_TASK INSTRUCTIONS_.
Can you copy the data below word for word, starting at the line that contains "If you could indicate the stone pillar" and ending at the line that contains "point(23, 323)", with both of those lines included?

_GIVEN RECORDS_.
______________________________

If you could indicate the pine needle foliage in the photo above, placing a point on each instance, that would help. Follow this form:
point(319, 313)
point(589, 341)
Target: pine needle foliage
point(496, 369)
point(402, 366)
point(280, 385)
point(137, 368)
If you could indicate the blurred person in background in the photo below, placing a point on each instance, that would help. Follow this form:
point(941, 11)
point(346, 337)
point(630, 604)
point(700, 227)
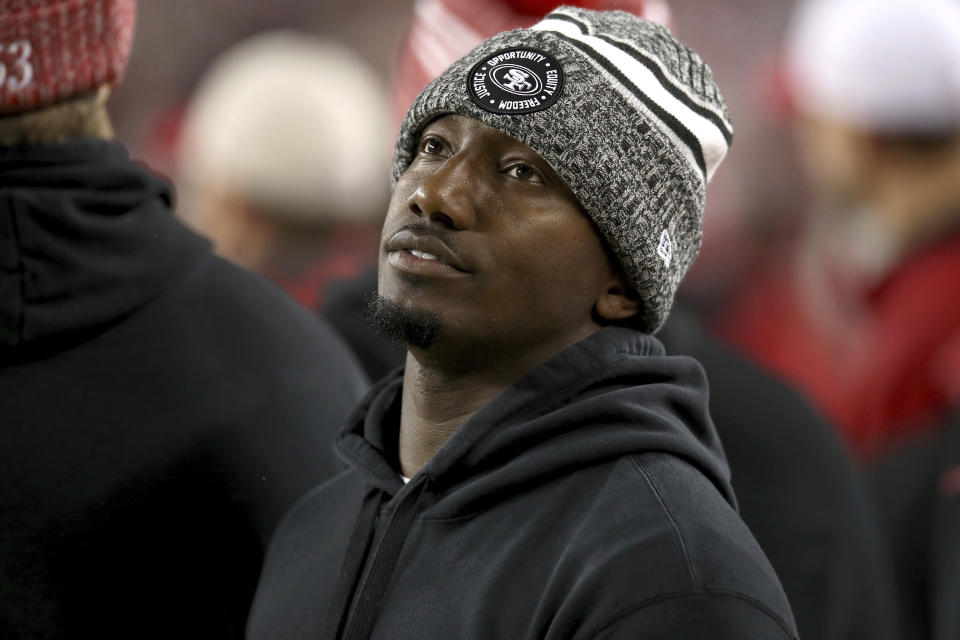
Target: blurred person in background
point(817, 529)
point(865, 317)
point(283, 164)
point(159, 408)
point(283, 160)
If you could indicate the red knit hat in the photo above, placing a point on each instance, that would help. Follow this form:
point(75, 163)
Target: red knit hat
point(51, 50)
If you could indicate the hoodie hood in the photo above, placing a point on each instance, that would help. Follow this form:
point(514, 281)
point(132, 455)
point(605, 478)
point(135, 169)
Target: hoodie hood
point(86, 239)
point(611, 395)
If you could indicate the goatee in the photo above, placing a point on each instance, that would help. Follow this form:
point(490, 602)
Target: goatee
point(401, 323)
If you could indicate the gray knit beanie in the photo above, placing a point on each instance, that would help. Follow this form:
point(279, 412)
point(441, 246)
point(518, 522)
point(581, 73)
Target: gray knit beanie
point(627, 116)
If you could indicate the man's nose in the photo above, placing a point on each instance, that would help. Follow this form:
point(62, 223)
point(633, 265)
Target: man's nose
point(447, 194)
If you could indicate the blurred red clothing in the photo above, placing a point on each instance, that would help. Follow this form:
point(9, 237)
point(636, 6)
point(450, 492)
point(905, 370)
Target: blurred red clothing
point(882, 361)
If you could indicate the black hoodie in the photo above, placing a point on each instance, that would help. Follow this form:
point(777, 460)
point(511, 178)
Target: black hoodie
point(159, 408)
point(589, 500)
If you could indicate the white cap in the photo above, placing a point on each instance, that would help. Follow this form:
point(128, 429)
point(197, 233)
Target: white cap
point(890, 66)
point(299, 124)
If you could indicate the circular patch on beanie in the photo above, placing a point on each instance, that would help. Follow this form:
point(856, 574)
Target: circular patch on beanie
point(515, 80)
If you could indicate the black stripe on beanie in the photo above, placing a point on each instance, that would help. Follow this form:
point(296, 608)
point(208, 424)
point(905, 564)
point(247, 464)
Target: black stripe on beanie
point(658, 73)
point(678, 128)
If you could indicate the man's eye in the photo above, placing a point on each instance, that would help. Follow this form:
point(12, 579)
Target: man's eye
point(522, 171)
point(431, 145)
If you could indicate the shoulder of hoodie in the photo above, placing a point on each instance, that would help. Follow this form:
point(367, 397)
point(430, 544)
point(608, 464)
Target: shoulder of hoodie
point(709, 569)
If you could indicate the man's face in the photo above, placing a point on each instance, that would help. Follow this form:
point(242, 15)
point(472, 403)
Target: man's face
point(483, 236)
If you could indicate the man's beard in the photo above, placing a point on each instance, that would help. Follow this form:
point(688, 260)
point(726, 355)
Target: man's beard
point(401, 323)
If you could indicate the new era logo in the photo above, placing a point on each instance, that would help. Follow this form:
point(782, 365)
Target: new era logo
point(665, 248)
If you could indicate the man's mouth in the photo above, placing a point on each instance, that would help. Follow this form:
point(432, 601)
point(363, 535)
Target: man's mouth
point(423, 254)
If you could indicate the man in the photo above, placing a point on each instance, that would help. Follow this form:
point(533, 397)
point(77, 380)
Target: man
point(796, 488)
point(159, 408)
point(565, 480)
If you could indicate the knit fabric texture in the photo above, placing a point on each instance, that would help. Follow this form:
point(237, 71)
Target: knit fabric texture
point(52, 50)
point(637, 131)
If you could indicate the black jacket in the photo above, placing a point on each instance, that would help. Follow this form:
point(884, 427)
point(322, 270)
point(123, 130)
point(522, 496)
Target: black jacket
point(589, 500)
point(798, 492)
point(159, 408)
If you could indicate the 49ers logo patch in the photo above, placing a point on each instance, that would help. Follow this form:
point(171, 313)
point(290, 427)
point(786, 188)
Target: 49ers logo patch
point(515, 81)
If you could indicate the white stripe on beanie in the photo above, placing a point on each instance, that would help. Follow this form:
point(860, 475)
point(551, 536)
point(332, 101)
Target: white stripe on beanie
point(701, 140)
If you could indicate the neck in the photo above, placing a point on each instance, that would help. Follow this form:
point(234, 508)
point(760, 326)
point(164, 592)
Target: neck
point(438, 398)
point(81, 117)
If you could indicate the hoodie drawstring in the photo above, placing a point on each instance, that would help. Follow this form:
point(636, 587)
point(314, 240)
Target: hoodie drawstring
point(369, 594)
point(353, 562)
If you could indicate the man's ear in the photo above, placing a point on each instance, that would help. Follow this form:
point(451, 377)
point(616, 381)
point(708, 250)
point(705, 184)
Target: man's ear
point(618, 302)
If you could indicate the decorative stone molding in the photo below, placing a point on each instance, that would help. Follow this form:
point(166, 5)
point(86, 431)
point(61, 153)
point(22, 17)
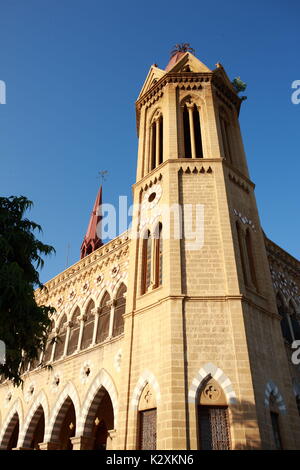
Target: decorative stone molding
point(29, 394)
point(244, 219)
point(118, 360)
point(286, 285)
point(104, 380)
point(86, 372)
point(146, 377)
point(218, 375)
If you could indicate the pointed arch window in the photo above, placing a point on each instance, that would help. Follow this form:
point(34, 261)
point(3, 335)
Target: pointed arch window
point(241, 250)
point(213, 420)
point(156, 140)
point(147, 420)
point(192, 131)
point(225, 131)
point(88, 328)
point(284, 322)
point(158, 249)
point(60, 339)
point(49, 343)
point(295, 325)
point(120, 306)
point(274, 415)
point(74, 332)
point(250, 255)
point(146, 262)
point(104, 318)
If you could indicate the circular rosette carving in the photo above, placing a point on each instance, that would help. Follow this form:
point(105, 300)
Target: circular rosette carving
point(152, 197)
point(85, 372)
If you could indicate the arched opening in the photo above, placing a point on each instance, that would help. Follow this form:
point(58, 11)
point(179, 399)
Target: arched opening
point(11, 435)
point(36, 429)
point(294, 321)
point(197, 132)
point(274, 416)
point(104, 318)
point(100, 420)
point(213, 419)
point(88, 328)
point(147, 420)
point(65, 426)
point(186, 133)
point(241, 251)
point(146, 262)
point(158, 249)
point(284, 322)
point(120, 306)
point(60, 338)
point(192, 131)
point(74, 332)
point(49, 343)
point(225, 131)
point(251, 260)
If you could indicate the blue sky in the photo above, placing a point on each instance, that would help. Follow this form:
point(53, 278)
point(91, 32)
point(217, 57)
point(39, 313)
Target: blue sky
point(73, 70)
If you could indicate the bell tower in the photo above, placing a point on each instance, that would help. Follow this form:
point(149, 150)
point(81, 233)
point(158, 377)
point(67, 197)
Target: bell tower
point(200, 304)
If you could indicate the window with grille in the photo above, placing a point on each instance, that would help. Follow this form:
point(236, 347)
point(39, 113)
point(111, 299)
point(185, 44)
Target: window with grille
point(104, 317)
point(74, 333)
point(88, 328)
point(213, 428)
point(276, 430)
point(147, 431)
point(60, 339)
point(120, 306)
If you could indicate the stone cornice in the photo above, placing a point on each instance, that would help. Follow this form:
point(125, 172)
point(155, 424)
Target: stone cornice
point(86, 263)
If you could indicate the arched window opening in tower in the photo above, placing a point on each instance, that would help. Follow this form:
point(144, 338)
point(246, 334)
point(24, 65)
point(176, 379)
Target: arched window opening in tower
point(158, 249)
point(295, 325)
point(104, 319)
point(147, 420)
point(74, 332)
point(186, 133)
point(274, 416)
point(192, 131)
point(88, 327)
point(49, 344)
point(60, 339)
point(120, 306)
point(225, 131)
point(284, 322)
point(241, 251)
point(251, 260)
point(156, 135)
point(213, 420)
point(146, 262)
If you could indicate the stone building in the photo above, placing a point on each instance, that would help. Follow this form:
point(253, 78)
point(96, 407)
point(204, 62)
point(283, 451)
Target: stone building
point(180, 337)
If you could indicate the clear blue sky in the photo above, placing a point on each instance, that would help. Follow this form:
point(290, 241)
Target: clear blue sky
point(73, 70)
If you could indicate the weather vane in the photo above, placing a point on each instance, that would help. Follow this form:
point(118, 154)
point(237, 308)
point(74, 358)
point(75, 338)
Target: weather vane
point(102, 174)
point(182, 47)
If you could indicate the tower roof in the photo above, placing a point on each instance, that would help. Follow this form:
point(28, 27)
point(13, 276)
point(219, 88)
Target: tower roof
point(91, 240)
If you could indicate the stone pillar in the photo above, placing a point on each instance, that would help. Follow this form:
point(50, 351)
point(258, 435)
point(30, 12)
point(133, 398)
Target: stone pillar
point(49, 446)
point(111, 439)
point(82, 443)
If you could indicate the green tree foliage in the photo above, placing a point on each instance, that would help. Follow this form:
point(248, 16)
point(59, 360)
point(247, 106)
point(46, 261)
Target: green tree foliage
point(23, 323)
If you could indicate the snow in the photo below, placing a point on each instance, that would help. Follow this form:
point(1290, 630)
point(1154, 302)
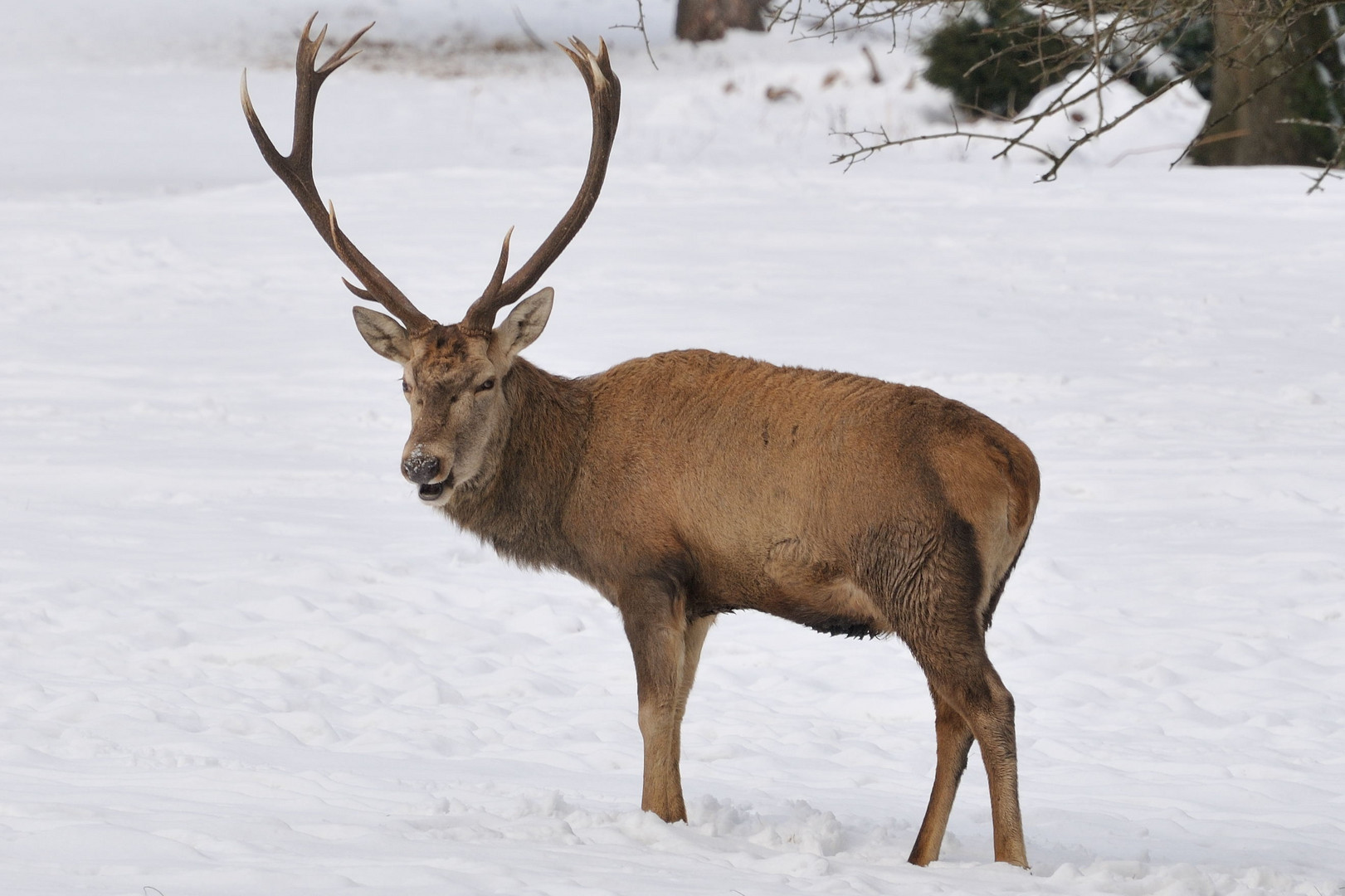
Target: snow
point(237, 657)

______________________________

_COMPLETE ANSWER_.
If you could indicate the stone pillar in the photo above, placing a point on each instance, that would help. Follow this form:
point(50, 351)
point(258, 435)
point(30, 12)
point(133, 398)
Target: stone pillar
point(49, 446)
point(111, 439)
point(82, 443)
If you could indicate the green tree foliage in the photo above, placing a point on each instance, that would help. Follow this form:
point(248, 16)
point(59, 360)
point(247, 106)
point(46, 261)
Target: green tree foliage
point(23, 323)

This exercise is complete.